• Exercise details
Please reproduce each of the records below line for line, with no changes.

※

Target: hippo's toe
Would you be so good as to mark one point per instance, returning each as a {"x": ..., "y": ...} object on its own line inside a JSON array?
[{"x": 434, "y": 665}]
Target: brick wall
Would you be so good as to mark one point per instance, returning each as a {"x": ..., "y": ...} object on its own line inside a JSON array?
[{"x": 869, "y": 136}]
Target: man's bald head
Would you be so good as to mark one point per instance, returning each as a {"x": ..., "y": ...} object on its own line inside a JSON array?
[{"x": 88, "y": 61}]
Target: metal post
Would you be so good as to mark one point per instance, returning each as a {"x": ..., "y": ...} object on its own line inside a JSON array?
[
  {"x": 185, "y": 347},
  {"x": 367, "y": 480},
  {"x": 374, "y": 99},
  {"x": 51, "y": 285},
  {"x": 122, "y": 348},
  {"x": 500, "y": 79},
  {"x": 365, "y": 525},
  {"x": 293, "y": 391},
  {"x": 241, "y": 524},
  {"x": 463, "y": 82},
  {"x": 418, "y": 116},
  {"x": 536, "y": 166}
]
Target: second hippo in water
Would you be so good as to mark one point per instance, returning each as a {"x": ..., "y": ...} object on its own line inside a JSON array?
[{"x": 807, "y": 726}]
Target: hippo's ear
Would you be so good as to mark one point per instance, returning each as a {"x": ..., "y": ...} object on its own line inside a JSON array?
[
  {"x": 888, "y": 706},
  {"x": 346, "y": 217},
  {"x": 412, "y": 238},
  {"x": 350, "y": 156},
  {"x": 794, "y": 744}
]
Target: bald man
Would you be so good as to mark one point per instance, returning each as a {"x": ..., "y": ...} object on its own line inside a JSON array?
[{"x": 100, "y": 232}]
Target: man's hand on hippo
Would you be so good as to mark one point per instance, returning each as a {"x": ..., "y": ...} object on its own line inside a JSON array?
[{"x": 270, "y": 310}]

※

• Finished task
Target: hippo's toe
Would you be so good as to mark one point per instance, returning each as a {"x": ..., "y": ...} object on its own line inside a JSON array?
[{"x": 434, "y": 665}]
Target: brick wall
Would you be so good as to mark one point per instance, returning each as a {"x": ..., "y": ...} object on its own line inside a JSON array?
[{"x": 869, "y": 136}]
Target: man's bald head
Would you be so good as to mark one point per instance, returning each as a {"x": ..., "y": ...} object on its own line inside a JSON array?
[{"x": 88, "y": 61}]
Target: metal post
Would you be so good as to mark one point per instance, returning each as a {"x": ..., "y": ...} object on its own line inside a JSON array?
[
  {"x": 185, "y": 347},
  {"x": 367, "y": 480},
  {"x": 374, "y": 99},
  {"x": 51, "y": 285},
  {"x": 122, "y": 348},
  {"x": 500, "y": 79},
  {"x": 365, "y": 525},
  {"x": 293, "y": 391},
  {"x": 241, "y": 524},
  {"x": 463, "y": 82},
  {"x": 418, "y": 116},
  {"x": 536, "y": 166}
]
Target: second hippo in water
Would you be so good as to mark one point per instance, returning each as a {"x": ..., "y": ...} object on its own line inside a JSON array?
[{"x": 807, "y": 726}]
Target: hippo's ear
Would you be so good as to mark one point per instance, returning each as a {"x": ..., "y": ...} object on its own line inside a JSON array?
[
  {"x": 888, "y": 706},
  {"x": 346, "y": 217},
  {"x": 412, "y": 238},
  {"x": 350, "y": 156},
  {"x": 794, "y": 744}
]
Target: bald man
Would you be so good as to mark one point per instance, returning each as a {"x": ..., "y": ...} object on its own line inside a JSON array?
[{"x": 100, "y": 232}]
Target: man's hand on hippo
Would you be so good as to mark one point per instance, returning each as a {"x": ..., "y": ...} object on its own line inside a JSON array?
[{"x": 270, "y": 310}]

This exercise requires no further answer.